YOUR GOAL: Find each line in the rows that contains the word "Return" and copy those lines out in full.

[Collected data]
_ _ _ _

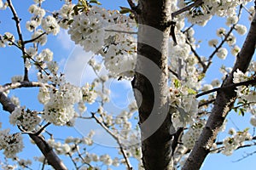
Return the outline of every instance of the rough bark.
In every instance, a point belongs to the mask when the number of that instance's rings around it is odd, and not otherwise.
[[[172,0],[138,3],[137,60],[132,81],[139,107],[146,170],[172,169],[167,104],[167,52]]]
[[[230,86],[233,83],[233,73],[239,69],[245,72],[250,64],[255,51],[256,42],[256,15],[251,23],[249,32],[243,43],[241,52],[236,57],[236,61],[230,75],[223,82],[222,87]],[[200,169],[205,158],[208,155],[212,144],[216,139],[219,128],[230,110],[236,97],[236,88],[224,88],[218,91],[211,116],[203,129],[198,141],[182,169]]]
[[[12,113],[16,105],[14,105],[3,93],[0,93],[0,103],[3,105],[3,110]],[[54,152],[53,149],[48,144],[42,136],[29,134],[30,138],[35,142],[41,152],[47,160],[48,164],[51,165],[55,169],[65,170],[67,169],[58,156]]]

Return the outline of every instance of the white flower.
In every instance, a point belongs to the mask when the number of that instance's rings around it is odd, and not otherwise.
[[[29,48],[28,49],[25,49],[26,54],[28,55],[28,57],[34,57],[37,54],[38,51],[35,48]]]
[[[44,0],[34,0],[35,3],[43,3]]]
[[[229,16],[227,18],[226,25],[230,26],[230,25],[236,24],[238,21],[238,17],[236,15]]]
[[[228,54],[228,50],[224,48],[220,48],[218,52],[216,53],[216,55],[222,60],[224,60]]]
[[[236,131],[235,130],[235,128],[230,128],[229,134],[235,135],[236,133]]]
[[[96,91],[93,89],[93,87],[90,86],[89,83],[86,83],[81,88],[83,94],[83,101],[89,104],[94,103],[95,99],[97,97]]]
[[[5,32],[3,35],[3,41],[5,42],[12,42],[15,41],[15,36],[10,32]]]
[[[25,107],[15,107],[9,116],[9,122],[12,125],[19,125],[26,131],[33,130],[41,122],[41,118],[36,111],[25,110]]]
[[[236,37],[231,33],[227,38],[227,43],[229,46],[234,45],[236,42]]]
[[[15,96],[11,97],[10,100],[13,104],[15,104],[17,106],[19,106],[20,105],[19,98],[17,98]]]
[[[218,39],[212,39],[208,42],[209,46],[214,48],[218,45]]]
[[[37,38],[36,40],[34,40],[35,42],[39,42],[40,45],[44,45],[47,42],[47,36],[46,34],[43,35],[44,34],[44,31],[41,30],[41,29],[38,29],[37,30],[32,36],[32,39],[35,39]],[[38,37],[39,36],[41,36],[40,37]]]
[[[47,68],[48,70],[53,73],[53,74],[56,74],[58,70],[59,70],[59,66],[56,61],[49,61],[47,64]]]
[[[27,70],[29,70],[31,68],[31,62],[29,60],[29,59],[26,59],[26,61],[25,61],[25,66]]]
[[[251,116],[250,123],[251,123],[251,125],[253,125],[253,127],[256,127],[256,116]]]
[[[49,100],[49,92],[46,87],[41,87],[38,95],[38,101],[41,104],[46,104]]]
[[[42,20],[42,27],[47,33],[52,33],[55,36],[60,31],[60,26],[57,20],[50,15],[48,15]]]
[[[219,28],[217,30],[217,36],[222,37],[223,36],[224,36],[226,33],[226,30],[224,28]]]
[[[22,76],[15,76],[12,77],[12,83],[20,82],[23,81]]]
[[[240,24],[236,25],[235,26],[235,29],[237,31],[237,33],[240,35],[245,35],[247,31],[247,27],[245,26],[240,25]]]
[[[241,48],[236,45],[234,48],[231,48],[231,54],[234,56],[237,56],[238,53],[240,52]]]
[[[212,90],[213,88],[212,84],[204,84],[201,90],[202,91],[208,91],[208,90]]]
[[[237,69],[236,71],[234,72],[233,76],[234,76],[234,77],[233,77],[233,82],[234,83],[245,82],[247,79],[247,76],[238,69]]]
[[[0,131],[0,150],[4,150],[3,154],[8,158],[15,157],[23,149],[23,140],[20,133],[9,134],[9,130]]]
[[[214,79],[211,82],[212,87],[218,87],[220,85],[220,82],[218,79]]]

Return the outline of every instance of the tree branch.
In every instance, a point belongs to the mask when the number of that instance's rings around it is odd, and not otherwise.
[[[238,18],[240,19],[241,14],[241,8],[242,8],[242,5],[240,6],[239,8],[239,11],[238,11]],[[228,33],[225,35],[224,38],[221,41],[220,44],[218,44],[218,47],[216,47],[215,50],[212,52],[212,54],[209,56],[208,58],[208,64],[206,65],[206,67],[204,67],[202,73],[206,73],[207,71],[208,70],[208,68],[210,67],[210,65],[212,65],[212,60],[213,58],[213,56],[215,55],[215,54],[218,51],[218,49],[223,46],[223,44],[228,40],[230,35],[231,34],[231,32],[233,31],[233,30],[235,29],[235,26],[236,26],[236,24],[234,24],[230,31],[228,31]]]
[[[221,90],[226,90],[226,89],[228,89],[230,88],[236,88],[238,86],[249,86],[249,85],[253,85],[253,86],[256,85],[256,77],[253,77],[253,79],[252,79],[252,80],[248,80],[248,81],[245,81],[245,82],[238,82],[238,83],[234,83],[234,84],[230,84],[230,85],[228,85],[228,86],[225,86],[225,87],[216,88],[213,88],[212,90],[202,92],[201,94],[196,94],[195,98],[199,98],[201,96],[203,96],[203,95],[206,95],[207,94],[213,93],[213,92],[218,92],[218,91],[221,91]]]
[[[0,92],[0,103],[3,105],[3,110],[12,113],[16,105],[14,105],[10,99],[2,92]],[[43,139],[42,136],[29,133],[30,138],[35,142],[41,152],[44,154],[47,162],[55,169],[67,169],[58,156],[54,152],[53,149],[48,144],[48,143]]]
[[[18,17],[18,14],[16,13],[16,10],[14,8],[14,5],[12,3],[11,0],[7,0],[8,5],[10,8],[12,14],[14,15],[13,20],[16,23],[16,29],[19,36],[19,42],[20,43],[20,49],[22,50],[22,55],[25,55],[25,44],[22,37],[21,29],[20,29],[20,19]],[[24,81],[28,81],[28,69],[25,66],[26,59],[23,60],[24,63]]]
[[[194,3],[192,3],[190,5],[188,5],[188,6],[184,7],[184,8],[181,8],[181,9],[179,9],[179,10],[174,12],[174,13],[172,13],[172,18],[173,19],[177,15],[189,10],[190,8],[192,8],[195,6],[201,5],[204,2],[202,0],[197,0]]]
[[[101,127],[102,127],[106,132],[108,133],[109,133],[118,143],[118,144],[119,145],[120,147],[120,151],[125,158],[125,163],[126,163],[126,166],[127,166],[127,168],[128,170],[131,170],[132,169],[132,167],[130,163],[130,161],[129,161],[129,158],[128,158],[128,156],[126,154],[126,152],[125,151],[125,149],[123,147],[123,144],[121,143],[120,139],[113,133],[111,132],[108,127],[106,127],[106,125],[104,123],[102,123],[96,116],[95,116],[95,113],[91,112],[91,117],[94,118],[96,122],[101,125]]]
[[[26,82],[23,81],[20,82],[7,83],[3,86],[0,86],[0,93],[6,92],[10,89],[15,89],[20,88],[33,88],[33,87],[49,87],[49,84],[38,82]]]
[[[255,51],[256,43],[256,15],[251,23],[249,32],[246,37],[243,46],[237,55],[236,61],[232,71],[222,83],[222,87],[232,86],[233,74],[237,69],[245,72],[250,64]],[[198,141],[195,143],[189,158],[187,159],[183,170],[200,169],[206,156],[211,151],[212,144],[216,139],[218,133],[223,125],[226,116],[230,112],[236,99],[236,88],[226,88],[218,91],[217,94],[214,106],[207,120]]]

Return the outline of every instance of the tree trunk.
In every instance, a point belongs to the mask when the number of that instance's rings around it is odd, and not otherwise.
[[[132,81],[146,170],[172,169],[167,53],[172,0],[138,2],[137,60]]]
[[[15,105],[5,94],[0,92],[0,103],[3,105],[3,110],[9,113],[12,113],[16,105]],[[44,139],[42,136],[35,135],[32,133],[29,134],[30,138],[38,145],[49,165],[51,165],[55,169],[65,170],[67,169],[62,161],[58,157],[58,156],[54,152],[53,149],[48,144],[48,143]]]
[[[224,81],[222,87],[230,86],[233,84],[233,73],[239,69],[245,72],[255,51],[256,42],[256,15],[251,23],[249,32],[241,52],[236,57],[236,61],[230,75]],[[203,129],[198,141],[195,143],[192,152],[185,162],[183,170],[200,169],[205,158],[209,154],[212,144],[216,139],[219,128],[230,110],[236,97],[236,88],[225,88],[218,92],[214,106],[211,116],[209,116],[207,125]]]

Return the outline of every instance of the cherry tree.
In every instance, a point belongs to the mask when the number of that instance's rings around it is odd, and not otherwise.
[[[55,3],[60,8],[52,9],[48,1],[34,0],[27,6],[30,17],[21,18],[15,2],[0,0],[0,13],[9,11],[15,28],[0,32],[0,50],[18,50],[23,71],[1,82],[2,114],[9,113],[9,122],[3,122],[9,127],[0,130],[3,169],[32,169],[32,164],[42,169],[200,169],[209,154],[230,156],[255,145],[255,2],[127,0],[116,10],[96,0]],[[242,15],[248,18],[245,25]],[[197,39],[212,19],[226,22],[209,41]],[[96,75],[92,82],[69,82],[48,48],[63,30],[93,54],[86,63]],[[236,42],[242,37],[243,42]],[[202,48],[210,50],[201,54]],[[216,71],[222,77],[209,81],[212,67],[218,66],[216,58],[230,55],[234,65],[223,65]],[[115,116],[106,106],[111,80],[130,81],[134,94]],[[11,94],[34,88],[38,99],[32,100],[41,108]],[[250,115],[248,128],[227,129],[228,135],[217,139],[230,111]],[[116,154],[90,150],[96,144],[93,130],[83,137],[67,133],[62,139],[51,133],[75,128],[78,120],[96,122],[117,144]],[[42,156],[19,156],[28,144],[25,136]]]

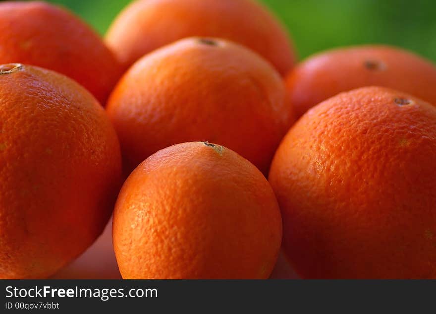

_ _ _ _

REPLY:
Return the outline of every instance of the rough bark.
Return the outline of every instance of the white flower.
Return the outline of every instance of the tree branch.
Return the outline of every instance of the tree trunk.
Return the outline of every instance of the cherry tree.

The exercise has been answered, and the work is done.